Task to carry out:
Rewrite the listing below, replacing every occurrence of "eucalyptus flower" with "eucalyptus blossom" and leaving everything else unchanged. Omit the pictures from your answer.

Supplied data:
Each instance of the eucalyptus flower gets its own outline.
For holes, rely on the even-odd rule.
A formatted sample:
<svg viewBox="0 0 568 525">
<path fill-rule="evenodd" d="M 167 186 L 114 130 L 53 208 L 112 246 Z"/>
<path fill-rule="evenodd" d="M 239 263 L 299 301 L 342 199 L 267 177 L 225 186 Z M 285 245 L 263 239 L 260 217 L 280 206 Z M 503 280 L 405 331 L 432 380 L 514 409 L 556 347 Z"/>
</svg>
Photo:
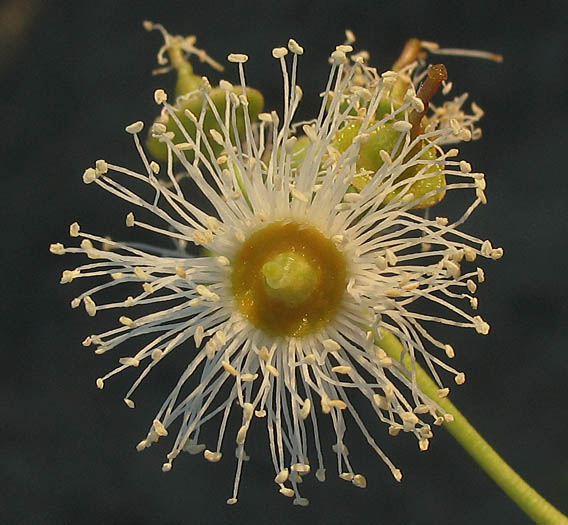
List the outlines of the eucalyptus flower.
<svg viewBox="0 0 568 525">
<path fill-rule="evenodd" d="M 135 391 L 152 369 L 169 354 L 183 354 L 187 367 L 137 449 L 167 440 L 164 471 L 182 452 L 217 462 L 230 450 L 236 474 L 229 504 L 237 501 L 253 427 L 266 428 L 275 486 L 294 504 L 308 504 L 300 494 L 303 477 L 326 478 L 331 451 L 322 449 L 322 424 L 335 434 L 337 475 L 364 488 L 347 448 L 347 414 L 400 481 L 401 471 L 375 441 L 380 423 L 391 435 L 413 435 L 426 450 L 433 426 L 452 419 L 440 404 L 447 385 L 465 381 L 448 364 L 453 347 L 431 327 L 489 331 L 475 312 L 484 280 L 476 260 L 503 252 L 462 229 L 486 202 L 485 178 L 456 149 L 443 148 L 469 140 L 470 121 L 428 113 L 445 83 L 439 66 L 413 80 L 415 61 L 379 74 L 351 52 L 348 41 L 331 54 L 321 108 L 305 123 L 294 121 L 304 50 L 292 39 L 272 50 L 282 69 L 283 112 L 260 113 L 257 124 L 243 54 L 228 56 L 239 84 L 236 90 L 221 81 L 222 106 L 209 81 L 200 80 L 199 110 L 183 113 L 191 130 L 180 120 L 179 101 L 170 104 L 165 91 L 156 91 L 162 116 L 175 126 L 174 132 L 158 121 L 150 129 L 166 160 L 148 156 L 144 125 L 135 122 L 126 131 L 143 169 L 98 160 L 83 180 L 128 203 L 127 227 L 177 248 L 110 240 L 78 223 L 70 226 L 78 246 L 50 247 L 90 259 L 63 272 L 62 283 L 95 283 L 72 307 L 83 305 L 89 316 L 117 312 L 115 326 L 83 341 L 96 354 L 118 353 L 118 366 L 97 379 L 99 388 L 120 372 L 141 370 L 124 398 L 134 408 Z M 465 201 L 463 212 L 429 218 L 421 211 L 444 196 Z M 145 219 L 152 214 L 156 221 Z M 190 254 L 191 245 L 201 254 Z M 138 350 L 124 355 L 125 343 Z M 385 351 L 392 345 L 410 358 L 410 369 Z M 437 395 L 418 385 L 419 363 Z M 361 400 L 374 419 L 363 421 Z M 216 441 L 200 438 L 206 424 L 218 429 Z"/>
</svg>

Exercise answer:
Each instance of the eucalyptus blossom gets its own outline.
For holes, rely on the even-odd rule.
A formatted sample:
<svg viewBox="0 0 568 525">
<path fill-rule="evenodd" d="M 167 186 L 114 130 L 53 208 L 112 246 Z"/>
<path fill-rule="evenodd" d="M 239 263 L 299 301 L 342 199 L 267 177 L 225 186 Z M 285 245 L 263 239 L 260 217 L 280 206 Z M 503 280 L 405 331 L 432 380 L 514 409 L 556 347 Z"/>
</svg>
Photo:
List the outlines of the eucalyptus blossom.
<svg viewBox="0 0 568 525">
<path fill-rule="evenodd" d="M 135 391 L 152 369 L 169 354 L 183 354 L 187 367 L 137 449 L 167 440 L 164 471 L 182 452 L 217 462 L 230 450 L 236 474 L 229 504 L 237 501 L 253 427 L 266 428 L 275 486 L 294 504 L 308 504 L 300 494 L 303 477 L 326 478 L 331 451 L 322 449 L 322 424 L 335 434 L 337 475 L 364 488 L 347 448 L 347 414 L 400 481 L 401 471 L 375 441 L 380 423 L 391 435 L 413 435 L 426 450 L 433 426 L 452 419 L 440 404 L 447 385 L 465 381 L 448 364 L 453 347 L 431 327 L 489 331 L 475 312 L 484 280 L 476 260 L 503 252 L 462 229 L 486 202 L 485 178 L 456 149 L 443 148 L 469 140 L 470 121 L 428 113 L 445 83 L 439 66 L 413 80 L 415 61 L 379 74 L 351 52 L 348 41 L 331 54 L 321 108 L 305 123 L 294 121 L 304 50 L 292 39 L 272 50 L 282 69 L 283 112 L 260 113 L 257 124 L 243 54 L 228 56 L 239 84 L 236 90 L 221 81 L 222 106 L 209 81 L 200 80 L 199 110 L 183 113 L 191 130 L 180 120 L 179 101 L 170 104 L 165 91 L 156 91 L 162 116 L 175 126 L 174 132 L 158 121 L 150 129 L 166 160 L 148 156 L 144 125 L 135 122 L 126 131 L 143 169 L 98 160 L 83 180 L 128 203 L 127 227 L 177 248 L 110 240 L 78 223 L 70 226 L 78 246 L 50 247 L 90 259 L 63 272 L 62 283 L 95 283 L 72 307 L 83 305 L 89 316 L 117 312 L 115 326 L 83 341 L 96 354 L 118 353 L 118 366 L 97 379 L 99 388 L 120 372 L 141 370 L 124 398 L 134 408 Z M 465 201 L 463 212 L 429 218 L 421 211 L 444 196 Z M 145 219 L 152 214 L 156 221 Z M 190 254 L 191 245 L 201 254 Z M 138 350 L 124 355 L 125 343 Z M 385 351 L 392 345 L 410 358 L 410 369 Z M 437 395 L 418 385 L 419 363 Z M 361 400 L 374 419 L 363 421 Z M 216 441 L 200 438 L 206 424 L 218 429 Z"/>
</svg>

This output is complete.